■ **DATA LINES**
____
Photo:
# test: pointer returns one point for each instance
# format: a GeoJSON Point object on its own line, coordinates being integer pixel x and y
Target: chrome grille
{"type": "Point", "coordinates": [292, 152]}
____
■ **GIVEN REQUEST**
Extract every row above verbatim, reproducing each of its lines character for character.

■ **WRITTEN ANSWER**
Photo:
# test: pointer returns one point for each instance
# format: a GeoJSON Point object on its own line, coordinates being integer pixel x and y
Target: chrome grille
{"type": "Point", "coordinates": [292, 152]}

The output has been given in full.